++++ Documento ++++

Per dare un giudizio su questa ipotesi di accordo, dobbiamo tornare al punto di partenza, tra maggio e giugno, quando l’azienda assesta un duplice colpo ai lavoratori: disconosce l’elezione della Rsu eletta dai lavoratori, a maggioranza Fiom (che ottiene il 77,7% del voto operaio) e, soprattutto, vista l’autorevole presenza al suo interno di compagni degni di questo nome, pretende – in base all’accordo-capestro sulla rappresentanza sindacale di fine maggio – una diversa Rsu a maggioranza Fim/Uilm. L’azienda, poi, presenta un piano di riorganizzazione generale degli orari che prevede: 1) il turno di notte (fino alla mezzanotte); 2) l’applicazione su larga scala del 6×6; 3) un orario pluri-settimanale di ampiezza indefinita, senza limiti alle ore settimanali, da attuare su un biennio; 4) lo spostamento della mensa a fine turno; 5) l’estromissione della Rsu da ogni funzione di controllo su orari e organizzazione del lavoro.

Questo stravolgimento generale degli orari, non essendo prevista alcuna compensazione salariale (salvo che per il turno di notte con le indennità dalle 20 alle 24), avrebbe comportato, con la trasformazione del sabato in una normale giornata lavorativa e la pratica abolizione dello straordinario, una riduzione media dei salari operai di 100-150 euro e forse, in qualche caso, anche più. A supporto del suo attacco Fincantieri formula il seguente ricatto, che ha caratterizzato l’intero periodo della lotta: o si accetta questo piano aziendale, o le nuove navi ordinate dalla Viking, a cominciare dalla Viking Star, andranno in altri cantieri.

La risposta a questo attacco da parte della Rsu e dei lavoratori del cantiere – dall’inizio alla fine, i veri protagonisti dello scontro con il padrone-Fincantieri – è consistita nel blocco degli straordinari al sabato e alla domenica, e in scioperi di una o due ore all’interno del cantiere.

++++ Dati ++++

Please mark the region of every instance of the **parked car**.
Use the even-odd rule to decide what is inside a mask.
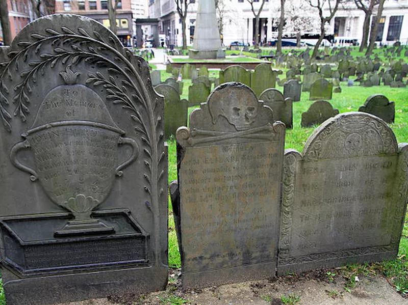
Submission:
[[[239,46],[239,47],[243,47],[245,45],[245,44],[242,41],[233,41],[230,44],[230,46]]]

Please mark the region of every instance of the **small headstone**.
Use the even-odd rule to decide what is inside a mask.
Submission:
[[[180,100],[177,90],[168,85],[159,85],[155,90],[164,96],[164,136],[168,139],[171,135],[175,135],[177,128],[187,124],[187,101]]]
[[[394,123],[395,117],[395,104],[390,102],[382,94],[374,94],[367,99],[359,111],[374,115],[387,123]]]
[[[12,76],[0,76],[7,304],[165,289],[164,103],[147,63],[69,14],[30,23],[11,49]]]
[[[301,154],[287,151],[278,273],[395,259],[407,164],[407,144],[361,113],[326,121]]]
[[[270,107],[273,111],[273,119],[285,123],[287,128],[293,127],[293,112],[292,100],[290,98],[285,98],[277,89],[266,89],[259,96],[259,99]]]
[[[301,88],[301,83],[296,79],[291,79],[284,85],[284,96],[285,98],[290,98],[294,102],[298,102],[300,100]]]
[[[247,86],[251,86],[251,72],[241,66],[230,66],[220,71],[220,84],[237,81]]]
[[[188,88],[188,106],[196,106],[204,103],[211,90],[203,82],[196,82]],[[187,123],[184,125],[185,126]]]
[[[269,88],[274,88],[276,84],[276,75],[268,64],[260,64],[255,67],[251,75],[251,88],[259,95]]]
[[[183,286],[273,276],[284,124],[237,83],[216,88],[189,124],[176,136]]]
[[[333,86],[324,78],[316,80],[310,88],[309,99],[314,101],[320,99],[332,99]]]
[[[308,111],[302,114],[300,123],[302,127],[310,127],[320,125],[327,119],[339,114],[339,110],[333,109],[326,101],[316,101],[311,105]]]

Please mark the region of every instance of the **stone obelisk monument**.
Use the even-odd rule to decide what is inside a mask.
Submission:
[[[225,57],[217,25],[215,0],[200,0],[198,3],[193,48],[189,50],[189,56],[194,59]]]

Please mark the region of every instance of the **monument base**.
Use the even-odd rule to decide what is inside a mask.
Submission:
[[[222,49],[218,50],[194,50],[189,49],[188,56],[192,59],[215,59],[225,58],[225,52]]]

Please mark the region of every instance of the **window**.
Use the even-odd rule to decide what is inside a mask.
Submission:
[[[89,1],[89,9],[90,10],[96,10],[96,2],[92,0],[92,1]]]
[[[388,33],[387,35],[387,41],[399,40],[401,27],[402,26],[403,16],[391,16],[390,17],[390,24],[388,25]]]
[[[64,0],[64,10],[71,10],[71,2],[70,0]]]
[[[85,0],[78,0],[78,9],[80,10],[85,10]]]

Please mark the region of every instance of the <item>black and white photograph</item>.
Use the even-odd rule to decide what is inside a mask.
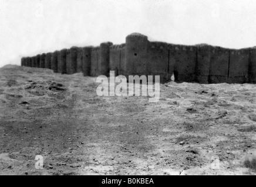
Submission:
[[[0,0],[0,175],[255,174],[255,1]]]

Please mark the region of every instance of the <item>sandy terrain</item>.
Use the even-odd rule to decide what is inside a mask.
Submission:
[[[256,155],[256,85],[170,82],[149,103],[98,96],[95,80],[1,68],[0,174],[256,174],[244,163]]]

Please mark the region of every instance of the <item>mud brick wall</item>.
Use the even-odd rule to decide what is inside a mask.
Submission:
[[[230,50],[211,47],[208,83],[228,82]]]
[[[90,56],[90,76],[95,77],[97,74],[97,63],[99,60],[99,47],[94,47],[91,50]]]
[[[60,53],[58,51],[55,51],[52,55],[50,59],[50,69],[53,70],[53,72],[58,72],[58,56]]]
[[[112,45],[109,48],[109,70],[114,71],[115,76],[122,75],[125,59],[125,44]]]
[[[36,56],[36,68],[40,67],[40,54]]]
[[[126,44],[121,44],[120,47],[120,50],[121,53],[121,57],[120,57],[120,75],[123,75],[123,73],[124,72],[124,64],[125,64],[125,46]]]
[[[60,51],[59,56],[59,63],[58,64],[58,71],[62,74],[66,74],[66,53],[67,49],[62,49]]]
[[[84,76],[160,75],[160,82],[197,82],[200,84],[256,83],[256,47],[230,49],[208,44],[184,46],[150,42],[134,33],[126,43],[63,49],[22,57],[21,65],[50,68],[54,72]]]
[[[60,50],[59,51],[59,53],[58,53],[58,56],[57,56],[57,63],[58,63],[58,72],[61,73],[62,71],[62,67],[61,67],[61,61],[60,61],[60,58],[61,58],[61,53],[60,51],[62,50]]]
[[[147,75],[160,75],[160,82],[162,82],[169,80],[171,76],[168,73],[168,44],[164,42],[150,42],[148,44],[147,53]]]
[[[82,71],[83,76],[89,76],[90,72],[90,53],[92,47],[82,48]]]
[[[248,68],[249,82],[256,84],[256,47],[251,48]]]
[[[80,72],[83,71],[83,51],[82,47],[78,47],[77,49],[77,67],[76,72]]]
[[[196,81],[201,84],[208,84],[211,63],[212,46],[202,45],[197,46],[196,65]]]
[[[40,68],[44,68],[45,65],[46,54],[43,53],[40,55]]]
[[[114,76],[120,74],[121,49],[118,45],[113,45],[109,49],[109,70],[114,71]]]
[[[228,83],[249,82],[250,49],[230,50]]]
[[[28,57],[28,67],[32,67],[32,57]]]
[[[25,66],[25,65],[24,65],[24,57],[22,57],[21,59],[21,65]]]
[[[100,46],[99,61],[97,67],[97,76],[109,75],[109,47],[113,43],[111,42],[102,43]]]
[[[36,67],[36,57],[33,56],[31,57],[31,67],[32,68],[35,68]]]
[[[27,67],[28,65],[28,57],[24,58],[24,66]]]
[[[78,50],[78,47],[72,47],[70,49],[70,58],[69,57],[68,61],[68,72],[69,74],[73,74],[77,72]]]
[[[133,33],[126,37],[123,75],[147,75],[149,44],[146,36]]]
[[[52,57],[52,53],[47,53],[45,57],[45,68],[50,69],[50,58]]]
[[[169,45],[169,74],[177,82],[193,82],[196,79],[197,48],[192,46]]]

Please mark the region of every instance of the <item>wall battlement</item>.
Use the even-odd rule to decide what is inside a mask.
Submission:
[[[150,41],[137,33],[126,43],[107,41],[99,46],[72,47],[53,53],[22,57],[21,65],[46,68],[54,72],[84,76],[160,75],[168,81],[201,84],[256,83],[256,47],[226,49],[206,44],[195,46]]]

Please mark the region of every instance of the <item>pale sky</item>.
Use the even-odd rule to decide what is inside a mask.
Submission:
[[[256,46],[255,0],[0,0],[0,67],[73,46],[157,41]]]

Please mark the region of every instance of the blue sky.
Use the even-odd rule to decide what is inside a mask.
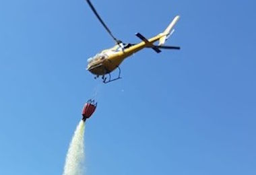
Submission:
[[[103,2],[102,2],[103,1]],[[255,174],[255,1],[92,0],[117,38],[162,32],[123,79],[86,60],[114,42],[84,1],[0,2],[0,174],[61,174],[84,103],[87,175]]]

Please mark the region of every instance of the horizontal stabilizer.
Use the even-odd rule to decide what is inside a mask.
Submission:
[[[149,48],[152,48],[151,46],[147,46]],[[174,49],[174,50],[180,50],[180,46],[154,46],[154,47],[157,48],[164,48],[164,49]]]
[[[150,42],[150,41],[147,38],[146,38],[142,34],[141,34],[139,33],[137,33],[137,34],[135,34],[135,35],[138,38],[139,38],[141,40],[145,42],[145,43],[148,46],[147,47],[150,47],[150,48],[153,48],[153,50],[155,50],[157,53],[159,53],[161,52],[161,50],[157,46],[153,45],[152,43]]]

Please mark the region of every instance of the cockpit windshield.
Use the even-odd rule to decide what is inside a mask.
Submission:
[[[92,61],[104,60],[108,57],[108,55],[104,53],[98,53],[93,57],[90,57],[87,60],[88,63],[91,63]]]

++++

** Compiti da svolgere **
a) Rispondi alle seguenti domande sul testo della vertenza Fincantieri.
(i) Quale percentuale del voto operaio ottiene la Fiom nell'elezione della Rsu?
(ii) Di quanto si sarebbero ridotti in media i salari operai con il nuovo piano degli orari?
(iii) In che cosa è consistita la risposta della Rsu e dei lavoratori del cantiere?
b) Indica se ciascuna affermazione concorda con il testo della vertenza Fincantieri, rispondendo sì o no e citando le parole decisive.
(i) Il piano aziendale prevedeva lo spostamento della mensa a inizio turno.
(ii) Il turno di notte previsto dal piano arrivava fino alla mezzanotte.
(iii) Secondo il ricatto dell'azienda, la prima nave a finire in altri cantieri sarebbe stata la Viking Star.

** Risposte corrette **
a)
(i) Il 77,7% del voto operaio.
(ii) Di 100-150 euro.
(iii) Nel blocco degli straordinari al sabato e alla domenica e in scioperi di una o due ore all'interno del cantiere.

b)
(i) No: «lo spostamento della mensa a fine turno».
(ii) Sì: «il turno di notte (fino alla mezzanotte)».
(iii) Sì: «le nuove navi ordinate dalla Viking, a cominciare dalla Viking Star, andranno in altri cantieri».